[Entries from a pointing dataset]
================================
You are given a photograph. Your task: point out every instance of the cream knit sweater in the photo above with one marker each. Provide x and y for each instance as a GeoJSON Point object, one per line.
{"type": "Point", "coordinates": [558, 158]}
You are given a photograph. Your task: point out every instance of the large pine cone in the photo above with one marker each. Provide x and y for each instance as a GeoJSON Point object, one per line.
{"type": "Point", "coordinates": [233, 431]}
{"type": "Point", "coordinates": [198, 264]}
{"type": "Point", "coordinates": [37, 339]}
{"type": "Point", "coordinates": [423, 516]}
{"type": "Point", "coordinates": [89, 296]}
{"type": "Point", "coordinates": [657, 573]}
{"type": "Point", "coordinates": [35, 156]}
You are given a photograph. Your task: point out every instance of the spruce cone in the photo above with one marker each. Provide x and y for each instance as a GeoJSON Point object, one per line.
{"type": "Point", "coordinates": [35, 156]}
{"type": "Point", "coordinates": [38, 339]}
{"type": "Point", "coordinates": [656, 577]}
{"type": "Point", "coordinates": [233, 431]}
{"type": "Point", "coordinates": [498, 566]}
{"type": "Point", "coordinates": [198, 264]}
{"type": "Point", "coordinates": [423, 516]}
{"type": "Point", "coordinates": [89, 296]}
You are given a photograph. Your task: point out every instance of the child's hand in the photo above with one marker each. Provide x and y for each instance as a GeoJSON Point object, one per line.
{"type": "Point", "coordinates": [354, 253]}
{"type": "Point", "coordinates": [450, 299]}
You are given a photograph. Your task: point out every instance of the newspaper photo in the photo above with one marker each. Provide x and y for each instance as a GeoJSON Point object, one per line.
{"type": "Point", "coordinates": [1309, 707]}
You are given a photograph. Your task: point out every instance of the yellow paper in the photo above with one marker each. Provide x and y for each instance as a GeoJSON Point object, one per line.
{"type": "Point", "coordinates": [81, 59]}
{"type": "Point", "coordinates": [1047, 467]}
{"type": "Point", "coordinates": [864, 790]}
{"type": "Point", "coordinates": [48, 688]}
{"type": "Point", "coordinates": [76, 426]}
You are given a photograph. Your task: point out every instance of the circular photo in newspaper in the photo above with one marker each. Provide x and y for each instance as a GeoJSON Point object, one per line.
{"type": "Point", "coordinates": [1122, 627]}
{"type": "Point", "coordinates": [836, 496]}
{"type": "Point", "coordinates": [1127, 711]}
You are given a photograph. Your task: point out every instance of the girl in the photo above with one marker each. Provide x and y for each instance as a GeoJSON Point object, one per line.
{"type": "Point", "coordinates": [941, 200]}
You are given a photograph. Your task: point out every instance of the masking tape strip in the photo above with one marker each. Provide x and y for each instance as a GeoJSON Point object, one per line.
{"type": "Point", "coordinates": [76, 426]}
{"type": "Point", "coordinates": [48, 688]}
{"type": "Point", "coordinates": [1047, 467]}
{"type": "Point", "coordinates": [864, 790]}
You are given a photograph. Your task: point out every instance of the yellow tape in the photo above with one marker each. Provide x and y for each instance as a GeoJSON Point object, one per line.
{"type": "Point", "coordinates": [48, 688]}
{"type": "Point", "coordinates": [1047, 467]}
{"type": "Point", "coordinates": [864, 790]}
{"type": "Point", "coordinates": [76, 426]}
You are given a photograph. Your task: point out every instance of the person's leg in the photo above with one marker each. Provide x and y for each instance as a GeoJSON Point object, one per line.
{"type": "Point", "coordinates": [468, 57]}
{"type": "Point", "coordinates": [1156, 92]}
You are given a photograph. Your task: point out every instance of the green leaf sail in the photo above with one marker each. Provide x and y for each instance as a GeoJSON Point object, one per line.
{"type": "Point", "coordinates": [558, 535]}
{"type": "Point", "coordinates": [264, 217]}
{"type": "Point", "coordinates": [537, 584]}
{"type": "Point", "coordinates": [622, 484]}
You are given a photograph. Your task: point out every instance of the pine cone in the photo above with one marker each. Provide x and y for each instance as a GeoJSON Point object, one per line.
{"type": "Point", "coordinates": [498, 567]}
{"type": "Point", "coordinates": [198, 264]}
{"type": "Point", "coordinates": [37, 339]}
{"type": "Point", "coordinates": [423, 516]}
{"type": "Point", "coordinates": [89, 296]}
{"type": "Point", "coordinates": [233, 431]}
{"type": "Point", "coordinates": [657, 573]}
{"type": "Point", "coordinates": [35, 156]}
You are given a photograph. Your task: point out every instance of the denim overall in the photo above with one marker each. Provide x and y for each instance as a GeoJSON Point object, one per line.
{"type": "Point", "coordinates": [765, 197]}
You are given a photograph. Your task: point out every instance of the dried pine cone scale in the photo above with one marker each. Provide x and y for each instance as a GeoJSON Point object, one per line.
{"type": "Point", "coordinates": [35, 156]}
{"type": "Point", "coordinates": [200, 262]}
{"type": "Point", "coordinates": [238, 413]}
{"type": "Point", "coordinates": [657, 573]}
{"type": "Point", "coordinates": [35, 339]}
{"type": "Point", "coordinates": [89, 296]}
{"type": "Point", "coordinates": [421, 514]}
================================
To be done: Turn every line of the listing into a numbered list, omitting blank lines.

Output of the task:
1. You are given a photograph. Your task: point out every instance of the cream knit sweater in the photo above with one marker each. Provide x and y for each instance as a GeoJSON Point object, one per line.
2. {"type": "Point", "coordinates": [558, 158]}
3. You are given a photograph. Your task: point out every instance of the large pine cone in the photo above with one marker each. Provide x and y for each instance as a GeoJSON Point object, one per line.
4. {"type": "Point", "coordinates": [233, 431]}
5. {"type": "Point", "coordinates": [198, 264]}
6. {"type": "Point", "coordinates": [37, 339]}
7. {"type": "Point", "coordinates": [423, 516]}
8. {"type": "Point", "coordinates": [89, 296]}
9. {"type": "Point", "coordinates": [657, 573]}
10. {"type": "Point", "coordinates": [35, 156]}
11. You are given a photograph. Your task: point out every instance of the spruce cone in the photo above with one marker each. Provide x and y for each instance as a GeoJSON Point object, one per line.
12. {"type": "Point", "coordinates": [35, 156]}
13. {"type": "Point", "coordinates": [38, 339]}
14. {"type": "Point", "coordinates": [656, 577]}
15. {"type": "Point", "coordinates": [233, 431]}
16. {"type": "Point", "coordinates": [498, 566]}
17. {"type": "Point", "coordinates": [198, 264]}
18. {"type": "Point", "coordinates": [423, 516]}
19. {"type": "Point", "coordinates": [89, 296]}
20. You are given a photograph. Your task: point out every instance of the child's hand in the photo above with one marker each. Provide x and y for each instance as a GeoJSON Point object, one per line.
21. {"type": "Point", "coordinates": [354, 253]}
22. {"type": "Point", "coordinates": [450, 299]}
23. You are given a photograph. Your task: point out every instance of the newspaper photo in the photo above with one marker each. Provide x and y for each instance as a GeoJSON Point object, one per line.
24. {"type": "Point", "coordinates": [1309, 707]}
25. You are given a photograph. Your task: point out every instance of the yellow paper in the photo above with one marker each. Provide x and y for each instance as a GeoJSON Point object, one per line.
26. {"type": "Point", "coordinates": [81, 59]}
27. {"type": "Point", "coordinates": [1047, 467]}
28. {"type": "Point", "coordinates": [864, 790]}
29. {"type": "Point", "coordinates": [48, 688]}
30. {"type": "Point", "coordinates": [76, 426]}
31. You are given a photograph. Your task: point out every instance of the circular photo in newspaper in the photo above with one marker each. Provide x and y for each instance as a GeoJSON Point object, one per line.
32. {"type": "Point", "coordinates": [1122, 627]}
33. {"type": "Point", "coordinates": [836, 496]}
34. {"type": "Point", "coordinates": [1127, 711]}
35. You are given a photograph. Your task: point out every instance of the girl in the photo above with one marker each. Provide x and y for each instance as a GeoJSON Point object, one per line.
36. {"type": "Point", "coordinates": [941, 200]}
37. You are given a photograph. Your task: point out every instance of the masking tape strip in the photo above with one marker each. Provide x and y for each instance as a GeoJSON Point object, one per line.
38. {"type": "Point", "coordinates": [76, 426]}
39. {"type": "Point", "coordinates": [48, 688]}
40. {"type": "Point", "coordinates": [1047, 467]}
41. {"type": "Point", "coordinates": [864, 790]}
42. You are given a photograph. Your task: point out every instance of the yellow tape in the photo above with one marker each. Provide x and y for each instance as a GeoJSON Point object, one per line.
43. {"type": "Point", "coordinates": [48, 688]}
44. {"type": "Point", "coordinates": [1047, 467]}
45. {"type": "Point", "coordinates": [864, 790]}
46. {"type": "Point", "coordinates": [76, 426]}
47. You are given a photograph. Your task: point out every instance of the person's leg in the photo above with one marker each. Provide x and y for each instance as a GeoJSON Point object, one per line.
48. {"type": "Point", "coordinates": [468, 57]}
49. {"type": "Point", "coordinates": [1156, 92]}
50. You are given a photograph. Your task: point out every instance of the green leaf sail in the photo above with one marker each. Provide x and y for each instance as a GeoJSON Point object, one per line.
51. {"type": "Point", "coordinates": [558, 535]}
52. {"type": "Point", "coordinates": [264, 217]}
53. {"type": "Point", "coordinates": [537, 584]}
54. {"type": "Point", "coordinates": [622, 484]}
55. You are given a photograph. Your task: point out every instance of the pine cone in the photo above with one marker each. Provide x and y for each instance as a GeoJSON Point object, one per line.
56. {"type": "Point", "coordinates": [498, 567]}
57. {"type": "Point", "coordinates": [198, 264]}
58. {"type": "Point", "coordinates": [37, 339]}
59. {"type": "Point", "coordinates": [423, 516]}
60. {"type": "Point", "coordinates": [89, 296]}
61. {"type": "Point", "coordinates": [233, 431]}
62. {"type": "Point", "coordinates": [657, 573]}
63. {"type": "Point", "coordinates": [35, 156]}
64. You are given a photograph. Your task: point out every instance of the denim overall in the photo above with one marker each. Provide x and y for each instance as a GeoJSON Point object, one per line.
65. {"type": "Point", "coordinates": [765, 197]}
66. You are given a photograph. Your task: point out every instance of the dried pine cone scale in the photo above with one marker each. Provide x and y for each instance as a GeoJSON Point object, one per line.
67. {"type": "Point", "coordinates": [35, 156]}
68. {"type": "Point", "coordinates": [200, 262]}
69. {"type": "Point", "coordinates": [238, 413]}
70. {"type": "Point", "coordinates": [657, 573]}
71. {"type": "Point", "coordinates": [35, 339]}
72. {"type": "Point", "coordinates": [89, 296]}
73. {"type": "Point", "coordinates": [421, 514]}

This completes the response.